Locate each line in the items below that contains the string "Sample", and copy every such line in full.

···

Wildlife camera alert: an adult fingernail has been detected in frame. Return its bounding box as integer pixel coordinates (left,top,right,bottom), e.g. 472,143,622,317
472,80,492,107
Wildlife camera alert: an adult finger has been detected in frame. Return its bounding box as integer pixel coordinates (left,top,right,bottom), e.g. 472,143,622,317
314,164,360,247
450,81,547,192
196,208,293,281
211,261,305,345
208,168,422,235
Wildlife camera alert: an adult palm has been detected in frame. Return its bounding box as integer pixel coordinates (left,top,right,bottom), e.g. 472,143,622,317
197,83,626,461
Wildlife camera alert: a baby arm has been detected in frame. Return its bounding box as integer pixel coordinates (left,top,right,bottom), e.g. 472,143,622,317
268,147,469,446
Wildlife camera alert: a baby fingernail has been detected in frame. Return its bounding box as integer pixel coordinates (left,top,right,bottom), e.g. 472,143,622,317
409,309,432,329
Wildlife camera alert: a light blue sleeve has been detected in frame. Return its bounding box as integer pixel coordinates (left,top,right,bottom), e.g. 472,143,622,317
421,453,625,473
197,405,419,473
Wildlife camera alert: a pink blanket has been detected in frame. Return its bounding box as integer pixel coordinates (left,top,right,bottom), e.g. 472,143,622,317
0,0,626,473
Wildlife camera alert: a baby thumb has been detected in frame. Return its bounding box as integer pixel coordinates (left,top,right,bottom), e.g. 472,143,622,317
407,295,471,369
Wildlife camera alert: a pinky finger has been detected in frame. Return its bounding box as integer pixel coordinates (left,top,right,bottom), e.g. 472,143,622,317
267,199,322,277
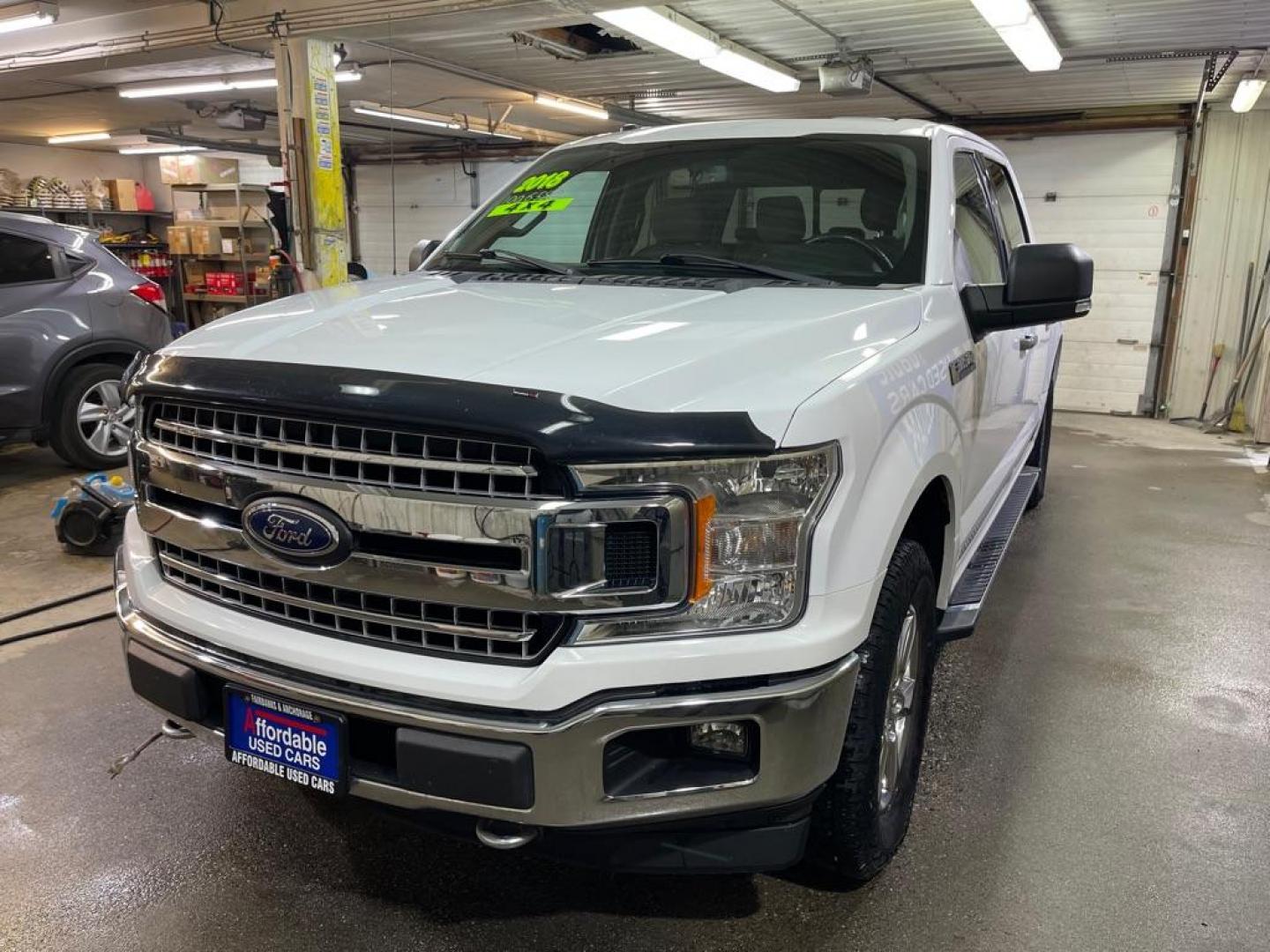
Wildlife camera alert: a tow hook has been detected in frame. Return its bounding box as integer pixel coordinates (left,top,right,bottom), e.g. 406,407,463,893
476,820,541,849
107,719,194,777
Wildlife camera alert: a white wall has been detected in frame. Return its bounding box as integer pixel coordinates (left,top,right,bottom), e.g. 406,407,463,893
0,142,142,188
1169,109,1270,436
998,132,1180,413
355,161,527,275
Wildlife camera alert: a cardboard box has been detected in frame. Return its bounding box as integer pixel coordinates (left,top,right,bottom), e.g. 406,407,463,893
190,225,221,255
168,225,193,255
103,179,138,212
159,155,237,185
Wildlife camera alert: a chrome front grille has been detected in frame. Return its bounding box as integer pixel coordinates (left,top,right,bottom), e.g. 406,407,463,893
156,539,565,661
146,400,541,499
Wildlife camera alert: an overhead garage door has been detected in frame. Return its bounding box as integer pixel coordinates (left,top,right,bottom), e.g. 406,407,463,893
997,132,1181,413
355,161,526,275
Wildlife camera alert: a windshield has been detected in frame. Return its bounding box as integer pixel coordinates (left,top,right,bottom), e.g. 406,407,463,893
430,135,930,286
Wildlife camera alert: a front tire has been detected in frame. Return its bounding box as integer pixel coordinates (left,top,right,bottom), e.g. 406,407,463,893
49,363,136,470
808,539,936,886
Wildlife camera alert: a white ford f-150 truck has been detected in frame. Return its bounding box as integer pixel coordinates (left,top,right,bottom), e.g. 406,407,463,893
116,119,1094,882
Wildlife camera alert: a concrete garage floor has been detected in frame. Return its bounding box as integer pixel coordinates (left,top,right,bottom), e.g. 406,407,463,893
0,415,1270,952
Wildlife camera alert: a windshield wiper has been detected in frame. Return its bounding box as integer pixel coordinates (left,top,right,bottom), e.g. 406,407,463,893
586,253,837,286
442,248,574,274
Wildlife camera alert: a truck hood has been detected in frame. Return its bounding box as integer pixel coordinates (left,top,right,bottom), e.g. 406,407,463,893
162,273,921,443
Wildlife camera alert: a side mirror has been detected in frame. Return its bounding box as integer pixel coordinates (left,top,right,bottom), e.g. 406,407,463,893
961,245,1094,338
410,239,441,271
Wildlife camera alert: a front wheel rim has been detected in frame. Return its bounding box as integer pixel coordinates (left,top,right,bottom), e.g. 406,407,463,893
75,380,136,459
878,606,921,810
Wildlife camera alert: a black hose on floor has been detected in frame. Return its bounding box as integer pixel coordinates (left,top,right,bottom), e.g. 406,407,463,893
0,585,115,629
0,612,115,647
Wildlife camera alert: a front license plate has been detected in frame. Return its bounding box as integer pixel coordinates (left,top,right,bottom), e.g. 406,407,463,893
225,687,348,796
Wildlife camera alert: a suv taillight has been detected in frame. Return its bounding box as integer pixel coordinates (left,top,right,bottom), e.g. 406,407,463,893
128,280,168,307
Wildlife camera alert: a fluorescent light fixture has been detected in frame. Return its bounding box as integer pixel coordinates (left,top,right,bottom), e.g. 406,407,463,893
349,101,462,130
970,0,1035,29
1230,76,1266,113
119,69,362,99
970,0,1063,72
534,93,609,119
701,49,802,93
230,76,278,89
0,3,57,33
595,0,792,93
119,142,207,155
119,78,233,99
49,132,110,146
595,6,719,60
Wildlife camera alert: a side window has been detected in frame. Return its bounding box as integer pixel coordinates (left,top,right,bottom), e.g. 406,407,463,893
952,152,1005,285
983,158,1027,251
0,233,56,285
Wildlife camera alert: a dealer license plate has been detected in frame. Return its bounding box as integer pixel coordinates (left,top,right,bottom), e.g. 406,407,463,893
225,687,348,794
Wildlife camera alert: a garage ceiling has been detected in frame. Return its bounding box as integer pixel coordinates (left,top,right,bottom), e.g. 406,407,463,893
0,0,1270,151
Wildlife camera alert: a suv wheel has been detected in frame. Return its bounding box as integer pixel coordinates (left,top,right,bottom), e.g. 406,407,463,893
49,363,136,470
808,539,936,885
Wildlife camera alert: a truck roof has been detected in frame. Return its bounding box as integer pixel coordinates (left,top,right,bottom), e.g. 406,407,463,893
559,116,982,148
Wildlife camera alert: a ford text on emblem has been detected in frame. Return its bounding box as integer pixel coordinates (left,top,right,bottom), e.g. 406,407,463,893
243,496,350,565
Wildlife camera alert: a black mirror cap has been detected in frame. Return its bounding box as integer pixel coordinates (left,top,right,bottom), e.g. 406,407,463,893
1005,243,1094,306
961,245,1094,340
409,239,441,271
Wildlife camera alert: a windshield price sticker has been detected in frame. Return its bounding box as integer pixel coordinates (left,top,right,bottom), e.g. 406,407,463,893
485,171,572,219
512,171,572,196
485,198,572,219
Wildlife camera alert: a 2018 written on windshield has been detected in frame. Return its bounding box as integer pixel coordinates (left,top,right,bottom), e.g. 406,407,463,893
485,171,572,219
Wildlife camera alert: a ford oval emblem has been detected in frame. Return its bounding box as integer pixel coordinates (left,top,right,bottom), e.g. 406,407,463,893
243,496,352,566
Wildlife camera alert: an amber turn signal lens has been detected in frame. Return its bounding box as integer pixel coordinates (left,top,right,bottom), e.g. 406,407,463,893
688,496,719,602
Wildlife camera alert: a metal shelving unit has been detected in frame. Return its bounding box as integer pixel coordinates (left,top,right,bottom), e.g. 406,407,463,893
171,182,273,329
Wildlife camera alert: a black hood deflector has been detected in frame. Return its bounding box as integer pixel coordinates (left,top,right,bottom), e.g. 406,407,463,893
128,354,776,464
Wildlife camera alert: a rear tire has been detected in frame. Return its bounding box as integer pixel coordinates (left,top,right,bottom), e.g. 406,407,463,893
806,539,936,886
49,363,133,470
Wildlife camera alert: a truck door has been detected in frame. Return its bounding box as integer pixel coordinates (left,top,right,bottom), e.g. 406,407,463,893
979,155,1058,432
952,151,1028,514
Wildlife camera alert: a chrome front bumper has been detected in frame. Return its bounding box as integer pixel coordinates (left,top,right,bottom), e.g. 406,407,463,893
116,572,860,828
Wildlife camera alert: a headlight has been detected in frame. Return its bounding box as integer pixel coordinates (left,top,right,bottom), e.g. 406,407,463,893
574,443,838,643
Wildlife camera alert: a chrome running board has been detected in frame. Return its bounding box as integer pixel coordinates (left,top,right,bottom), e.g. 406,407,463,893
936,465,1040,641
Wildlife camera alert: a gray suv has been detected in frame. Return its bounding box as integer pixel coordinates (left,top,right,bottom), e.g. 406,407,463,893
0,212,171,470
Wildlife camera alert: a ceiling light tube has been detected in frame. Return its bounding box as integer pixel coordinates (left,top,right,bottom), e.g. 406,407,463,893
228,76,278,89
49,132,110,146
701,49,802,93
0,3,57,33
972,0,1063,72
595,0,792,93
534,93,609,119
1230,76,1266,113
349,101,462,130
595,6,719,60
119,142,207,155
119,78,233,99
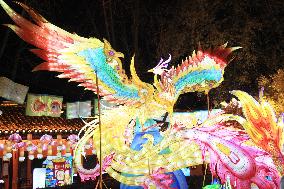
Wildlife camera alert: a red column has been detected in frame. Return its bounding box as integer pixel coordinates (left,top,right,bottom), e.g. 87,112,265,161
27,134,33,185
12,150,19,189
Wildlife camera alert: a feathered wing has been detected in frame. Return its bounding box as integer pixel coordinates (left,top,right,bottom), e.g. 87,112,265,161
231,90,284,175
155,43,241,103
0,0,147,104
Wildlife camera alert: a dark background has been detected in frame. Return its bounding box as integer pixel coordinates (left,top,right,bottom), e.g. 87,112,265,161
0,0,284,110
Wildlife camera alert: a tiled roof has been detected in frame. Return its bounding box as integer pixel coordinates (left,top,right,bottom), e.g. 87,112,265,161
0,104,89,135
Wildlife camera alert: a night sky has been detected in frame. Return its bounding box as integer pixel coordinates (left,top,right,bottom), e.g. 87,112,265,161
0,0,284,110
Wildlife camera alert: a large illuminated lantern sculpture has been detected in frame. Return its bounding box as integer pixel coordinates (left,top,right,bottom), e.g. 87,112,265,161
0,0,284,189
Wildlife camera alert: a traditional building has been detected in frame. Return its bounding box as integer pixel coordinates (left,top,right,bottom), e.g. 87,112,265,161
0,102,93,189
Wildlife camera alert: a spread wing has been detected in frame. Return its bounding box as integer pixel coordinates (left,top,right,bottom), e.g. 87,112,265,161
0,0,150,104
154,44,240,101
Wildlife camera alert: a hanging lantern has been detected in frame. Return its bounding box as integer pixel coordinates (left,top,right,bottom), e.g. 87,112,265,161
8,133,22,143
39,134,52,144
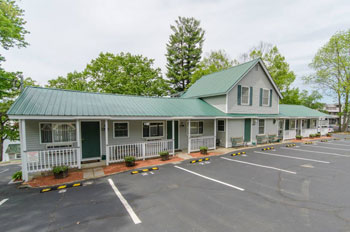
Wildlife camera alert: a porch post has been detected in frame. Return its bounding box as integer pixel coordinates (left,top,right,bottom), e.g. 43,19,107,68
171,120,175,156
214,119,216,150
105,119,109,166
75,119,82,169
187,119,191,154
19,119,29,181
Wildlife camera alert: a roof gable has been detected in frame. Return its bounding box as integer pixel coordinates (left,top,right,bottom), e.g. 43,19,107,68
181,58,282,98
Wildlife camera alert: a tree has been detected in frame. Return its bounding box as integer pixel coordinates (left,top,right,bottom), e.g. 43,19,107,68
0,0,29,161
187,50,235,88
47,53,169,96
166,17,205,92
304,30,350,131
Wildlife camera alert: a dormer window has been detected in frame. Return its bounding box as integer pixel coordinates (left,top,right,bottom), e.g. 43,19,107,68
241,86,249,105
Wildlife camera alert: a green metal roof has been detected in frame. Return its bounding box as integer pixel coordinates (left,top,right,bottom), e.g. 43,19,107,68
279,104,329,118
8,87,226,117
181,59,260,98
5,144,21,154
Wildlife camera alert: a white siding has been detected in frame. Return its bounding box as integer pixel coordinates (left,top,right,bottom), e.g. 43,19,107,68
227,64,279,114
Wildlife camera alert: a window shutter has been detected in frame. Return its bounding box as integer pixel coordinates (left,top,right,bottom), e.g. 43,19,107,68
237,85,242,105
249,87,253,105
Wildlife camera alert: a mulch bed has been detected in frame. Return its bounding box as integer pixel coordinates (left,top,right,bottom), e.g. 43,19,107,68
26,171,83,187
103,156,183,175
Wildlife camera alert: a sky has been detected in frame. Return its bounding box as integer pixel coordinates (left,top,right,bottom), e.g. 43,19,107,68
1,0,350,103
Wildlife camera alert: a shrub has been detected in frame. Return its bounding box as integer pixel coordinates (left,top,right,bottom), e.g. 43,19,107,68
52,166,68,174
124,156,136,163
159,151,169,156
12,171,22,180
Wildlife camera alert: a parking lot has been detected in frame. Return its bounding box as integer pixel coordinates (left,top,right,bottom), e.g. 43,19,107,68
0,136,350,232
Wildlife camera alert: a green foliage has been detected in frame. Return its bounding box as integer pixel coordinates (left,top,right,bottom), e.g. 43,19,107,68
159,151,169,156
52,166,68,174
166,17,205,92
47,53,169,96
12,171,22,180
187,50,234,88
124,156,136,163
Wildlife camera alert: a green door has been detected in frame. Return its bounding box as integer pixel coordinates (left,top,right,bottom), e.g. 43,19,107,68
81,122,101,159
167,121,179,149
244,118,251,142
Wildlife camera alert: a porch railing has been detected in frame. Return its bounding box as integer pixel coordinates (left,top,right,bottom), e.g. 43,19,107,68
188,136,216,152
107,139,173,163
22,148,80,173
283,130,297,139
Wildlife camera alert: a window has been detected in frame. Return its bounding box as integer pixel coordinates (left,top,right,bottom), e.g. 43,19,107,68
142,122,164,138
40,123,76,143
191,122,203,135
218,120,225,131
242,86,249,105
263,89,270,106
259,119,265,134
114,122,129,138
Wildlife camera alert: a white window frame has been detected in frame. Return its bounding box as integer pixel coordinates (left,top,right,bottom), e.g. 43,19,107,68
258,119,265,135
241,86,250,106
261,88,270,106
113,121,129,139
189,121,204,135
141,121,165,139
39,122,77,146
217,120,226,132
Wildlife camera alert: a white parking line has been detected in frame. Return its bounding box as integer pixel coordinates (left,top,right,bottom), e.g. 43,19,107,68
174,165,244,191
307,145,349,151
254,151,330,164
220,157,297,174
108,179,141,224
0,198,8,206
0,169,9,173
281,147,350,157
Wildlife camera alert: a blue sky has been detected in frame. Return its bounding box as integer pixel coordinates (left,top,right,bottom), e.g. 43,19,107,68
1,0,350,102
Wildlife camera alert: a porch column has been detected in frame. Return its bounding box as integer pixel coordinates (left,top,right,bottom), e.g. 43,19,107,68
75,119,82,169
214,119,216,150
19,119,29,181
187,119,191,154
105,119,109,166
171,120,175,156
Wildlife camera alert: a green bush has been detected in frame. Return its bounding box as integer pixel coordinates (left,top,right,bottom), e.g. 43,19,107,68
159,151,169,156
12,171,22,180
52,166,68,174
124,156,136,163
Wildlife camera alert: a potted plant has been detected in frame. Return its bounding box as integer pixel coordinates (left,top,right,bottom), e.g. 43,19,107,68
12,171,22,181
52,166,68,179
159,151,169,161
124,156,135,167
199,147,208,155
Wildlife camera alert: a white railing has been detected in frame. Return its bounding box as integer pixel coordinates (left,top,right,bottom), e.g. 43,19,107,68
301,128,317,138
188,136,216,152
283,130,297,139
107,139,173,163
25,148,80,173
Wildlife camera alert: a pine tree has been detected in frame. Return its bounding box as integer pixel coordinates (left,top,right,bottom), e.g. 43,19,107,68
166,17,205,92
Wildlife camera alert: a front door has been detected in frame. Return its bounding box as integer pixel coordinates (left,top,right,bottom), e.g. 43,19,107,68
244,118,251,142
167,121,179,149
81,122,101,159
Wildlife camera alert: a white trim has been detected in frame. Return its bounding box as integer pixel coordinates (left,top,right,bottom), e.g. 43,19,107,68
112,121,130,139
141,121,167,140
241,85,250,106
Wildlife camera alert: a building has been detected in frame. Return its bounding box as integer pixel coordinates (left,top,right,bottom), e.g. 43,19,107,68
8,59,328,180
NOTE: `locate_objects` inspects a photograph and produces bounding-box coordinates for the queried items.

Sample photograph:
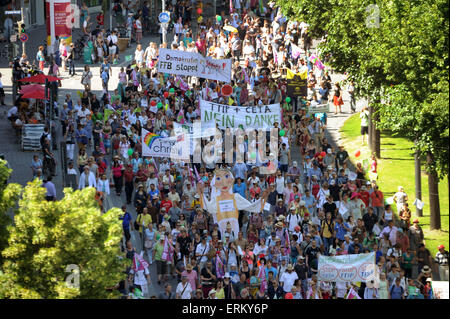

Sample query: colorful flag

[177,108,184,124]
[272,44,278,64]
[161,236,173,261]
[133,253,148,272]
[346,287,361,299]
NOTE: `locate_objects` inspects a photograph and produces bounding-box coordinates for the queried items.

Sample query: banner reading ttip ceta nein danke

···

> _Right answer_
Sample photograph:
Sample query: colorful flag
Sample query: banner reading ttip ceta nein danke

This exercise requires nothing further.